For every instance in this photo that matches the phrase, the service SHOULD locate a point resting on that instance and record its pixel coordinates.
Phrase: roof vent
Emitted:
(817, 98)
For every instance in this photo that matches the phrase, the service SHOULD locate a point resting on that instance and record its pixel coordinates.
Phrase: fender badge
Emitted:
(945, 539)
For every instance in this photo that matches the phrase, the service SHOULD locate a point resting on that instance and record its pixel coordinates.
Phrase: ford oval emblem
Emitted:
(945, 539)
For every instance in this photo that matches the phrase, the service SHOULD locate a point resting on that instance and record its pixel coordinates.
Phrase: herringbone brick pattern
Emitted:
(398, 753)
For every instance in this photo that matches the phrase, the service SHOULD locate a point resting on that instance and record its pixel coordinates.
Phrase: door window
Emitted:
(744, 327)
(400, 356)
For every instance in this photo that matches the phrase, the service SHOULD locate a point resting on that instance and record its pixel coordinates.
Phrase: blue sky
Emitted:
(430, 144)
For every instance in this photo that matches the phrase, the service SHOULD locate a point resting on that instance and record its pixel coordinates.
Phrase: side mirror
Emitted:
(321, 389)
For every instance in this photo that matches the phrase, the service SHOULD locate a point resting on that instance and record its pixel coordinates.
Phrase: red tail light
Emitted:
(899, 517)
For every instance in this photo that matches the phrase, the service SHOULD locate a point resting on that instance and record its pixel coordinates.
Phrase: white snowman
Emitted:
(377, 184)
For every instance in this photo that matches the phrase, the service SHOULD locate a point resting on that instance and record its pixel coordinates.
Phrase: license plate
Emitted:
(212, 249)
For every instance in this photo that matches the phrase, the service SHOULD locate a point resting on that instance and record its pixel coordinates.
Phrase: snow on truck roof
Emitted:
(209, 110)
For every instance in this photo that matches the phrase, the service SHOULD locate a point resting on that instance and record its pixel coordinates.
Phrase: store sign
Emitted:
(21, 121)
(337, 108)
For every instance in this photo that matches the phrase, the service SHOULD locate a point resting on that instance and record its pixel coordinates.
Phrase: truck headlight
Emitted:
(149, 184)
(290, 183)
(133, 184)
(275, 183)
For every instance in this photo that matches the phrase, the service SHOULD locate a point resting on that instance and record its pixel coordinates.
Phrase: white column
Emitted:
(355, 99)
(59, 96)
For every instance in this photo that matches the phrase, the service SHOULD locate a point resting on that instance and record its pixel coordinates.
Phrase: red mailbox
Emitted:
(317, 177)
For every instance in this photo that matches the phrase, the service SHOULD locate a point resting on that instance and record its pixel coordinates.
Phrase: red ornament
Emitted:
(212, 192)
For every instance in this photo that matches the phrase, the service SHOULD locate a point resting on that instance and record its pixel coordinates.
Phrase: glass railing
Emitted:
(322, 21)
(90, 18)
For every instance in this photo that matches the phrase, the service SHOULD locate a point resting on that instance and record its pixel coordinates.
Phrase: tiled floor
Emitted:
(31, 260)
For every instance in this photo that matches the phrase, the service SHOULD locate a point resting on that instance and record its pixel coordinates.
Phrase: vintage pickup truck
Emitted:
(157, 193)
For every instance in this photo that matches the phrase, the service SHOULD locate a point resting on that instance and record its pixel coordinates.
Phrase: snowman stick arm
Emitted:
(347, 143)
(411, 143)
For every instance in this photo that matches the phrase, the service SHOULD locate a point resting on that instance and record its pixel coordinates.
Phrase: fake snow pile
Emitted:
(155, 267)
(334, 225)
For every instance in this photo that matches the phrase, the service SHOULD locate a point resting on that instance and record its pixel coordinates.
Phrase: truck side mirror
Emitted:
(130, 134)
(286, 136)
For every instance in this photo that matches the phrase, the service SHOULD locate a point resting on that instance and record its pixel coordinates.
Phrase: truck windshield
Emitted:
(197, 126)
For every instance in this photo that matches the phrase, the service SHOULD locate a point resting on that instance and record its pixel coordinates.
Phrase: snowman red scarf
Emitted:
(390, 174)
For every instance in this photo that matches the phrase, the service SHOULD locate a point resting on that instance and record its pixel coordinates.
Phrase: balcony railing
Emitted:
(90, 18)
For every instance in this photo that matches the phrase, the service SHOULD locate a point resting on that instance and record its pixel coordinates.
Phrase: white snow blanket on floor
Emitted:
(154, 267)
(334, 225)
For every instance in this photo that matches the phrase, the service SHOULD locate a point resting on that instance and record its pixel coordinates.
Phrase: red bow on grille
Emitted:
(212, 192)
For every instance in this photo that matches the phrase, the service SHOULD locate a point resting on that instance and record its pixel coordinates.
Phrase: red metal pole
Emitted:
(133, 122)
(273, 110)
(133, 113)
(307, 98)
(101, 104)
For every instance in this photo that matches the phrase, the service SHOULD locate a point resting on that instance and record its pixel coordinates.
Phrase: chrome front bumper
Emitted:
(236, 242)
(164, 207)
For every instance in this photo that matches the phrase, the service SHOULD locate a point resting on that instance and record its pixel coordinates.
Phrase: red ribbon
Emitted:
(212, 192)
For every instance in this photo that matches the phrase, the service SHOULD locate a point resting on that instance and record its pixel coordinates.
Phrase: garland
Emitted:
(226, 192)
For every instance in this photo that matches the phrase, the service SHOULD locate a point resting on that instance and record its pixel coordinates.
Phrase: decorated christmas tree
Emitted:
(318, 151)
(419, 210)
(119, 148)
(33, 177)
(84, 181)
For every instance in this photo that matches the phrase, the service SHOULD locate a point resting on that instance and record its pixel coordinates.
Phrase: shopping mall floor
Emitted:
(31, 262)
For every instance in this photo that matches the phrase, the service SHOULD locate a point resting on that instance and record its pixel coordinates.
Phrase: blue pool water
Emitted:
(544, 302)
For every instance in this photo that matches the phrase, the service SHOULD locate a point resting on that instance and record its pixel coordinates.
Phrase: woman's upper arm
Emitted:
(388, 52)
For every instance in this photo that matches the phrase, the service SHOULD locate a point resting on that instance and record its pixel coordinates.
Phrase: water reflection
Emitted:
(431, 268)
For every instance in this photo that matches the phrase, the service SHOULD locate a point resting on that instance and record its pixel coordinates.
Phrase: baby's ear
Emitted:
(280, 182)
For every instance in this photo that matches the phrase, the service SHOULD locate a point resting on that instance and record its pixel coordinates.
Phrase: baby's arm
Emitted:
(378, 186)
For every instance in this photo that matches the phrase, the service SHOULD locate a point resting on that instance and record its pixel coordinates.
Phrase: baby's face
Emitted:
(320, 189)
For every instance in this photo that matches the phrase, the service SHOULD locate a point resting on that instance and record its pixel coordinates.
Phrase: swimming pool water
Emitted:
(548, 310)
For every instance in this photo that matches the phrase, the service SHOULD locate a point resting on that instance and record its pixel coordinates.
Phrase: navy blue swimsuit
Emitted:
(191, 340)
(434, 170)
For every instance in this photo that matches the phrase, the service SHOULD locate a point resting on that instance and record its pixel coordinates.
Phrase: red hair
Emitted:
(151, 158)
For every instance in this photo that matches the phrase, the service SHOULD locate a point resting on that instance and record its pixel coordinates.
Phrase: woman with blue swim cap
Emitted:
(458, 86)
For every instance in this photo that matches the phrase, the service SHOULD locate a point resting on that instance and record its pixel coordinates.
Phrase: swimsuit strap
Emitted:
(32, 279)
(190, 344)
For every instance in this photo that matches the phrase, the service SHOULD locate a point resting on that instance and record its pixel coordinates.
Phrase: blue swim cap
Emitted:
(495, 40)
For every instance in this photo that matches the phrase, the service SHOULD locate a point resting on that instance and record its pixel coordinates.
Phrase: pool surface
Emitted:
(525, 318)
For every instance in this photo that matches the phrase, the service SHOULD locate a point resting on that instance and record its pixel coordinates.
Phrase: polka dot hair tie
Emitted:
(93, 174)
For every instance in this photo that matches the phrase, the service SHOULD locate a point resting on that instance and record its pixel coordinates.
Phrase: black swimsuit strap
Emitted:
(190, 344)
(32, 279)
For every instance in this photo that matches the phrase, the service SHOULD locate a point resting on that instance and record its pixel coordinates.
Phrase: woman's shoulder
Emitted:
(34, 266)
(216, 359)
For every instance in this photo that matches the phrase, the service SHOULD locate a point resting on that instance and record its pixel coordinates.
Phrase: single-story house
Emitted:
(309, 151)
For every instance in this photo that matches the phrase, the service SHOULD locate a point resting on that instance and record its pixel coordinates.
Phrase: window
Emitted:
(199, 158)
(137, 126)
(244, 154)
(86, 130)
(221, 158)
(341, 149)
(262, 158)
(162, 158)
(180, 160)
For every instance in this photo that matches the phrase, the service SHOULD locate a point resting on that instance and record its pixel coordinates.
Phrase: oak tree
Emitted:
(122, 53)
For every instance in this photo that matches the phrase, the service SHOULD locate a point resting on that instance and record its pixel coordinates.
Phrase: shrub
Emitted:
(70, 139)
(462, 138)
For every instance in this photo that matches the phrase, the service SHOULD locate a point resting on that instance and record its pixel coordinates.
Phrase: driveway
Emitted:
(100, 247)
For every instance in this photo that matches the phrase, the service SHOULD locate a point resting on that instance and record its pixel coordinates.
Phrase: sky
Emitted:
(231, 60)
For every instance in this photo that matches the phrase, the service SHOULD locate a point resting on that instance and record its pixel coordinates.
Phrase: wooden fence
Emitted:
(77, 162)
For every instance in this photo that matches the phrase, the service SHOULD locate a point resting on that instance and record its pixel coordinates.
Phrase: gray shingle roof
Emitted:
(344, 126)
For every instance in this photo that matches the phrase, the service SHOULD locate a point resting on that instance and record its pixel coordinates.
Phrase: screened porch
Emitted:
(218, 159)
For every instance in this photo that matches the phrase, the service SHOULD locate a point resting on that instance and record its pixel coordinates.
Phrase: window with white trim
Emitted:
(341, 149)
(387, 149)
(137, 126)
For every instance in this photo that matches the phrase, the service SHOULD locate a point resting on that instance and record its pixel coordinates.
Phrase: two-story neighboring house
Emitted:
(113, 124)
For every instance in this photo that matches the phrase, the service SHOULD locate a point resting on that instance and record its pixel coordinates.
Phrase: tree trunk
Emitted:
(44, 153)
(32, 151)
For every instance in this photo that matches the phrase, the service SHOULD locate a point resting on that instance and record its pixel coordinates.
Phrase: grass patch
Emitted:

++++++++

### Task goal
From the entries above, return exactly the line containing "Phrase: white snow blanket on floor", the line containing "Phrase: red metal pole", and all lines between, and nothing else.

### Finished exercise
Phrase: white snow blanket on floor
Emitted:
(154, 267)
(334, 225)
For every instance in this photo that matches the phrase, the service SHOULD locate a point resting on that instance and record its pixel coordinates.
Phrase: red bow on grille
Emitted:
(212, 192)
For every instance in this photo that matches the phrase, the service SHOULD locate a point resting on that instance and record its pixel coordinates.
Phrase: red metal pole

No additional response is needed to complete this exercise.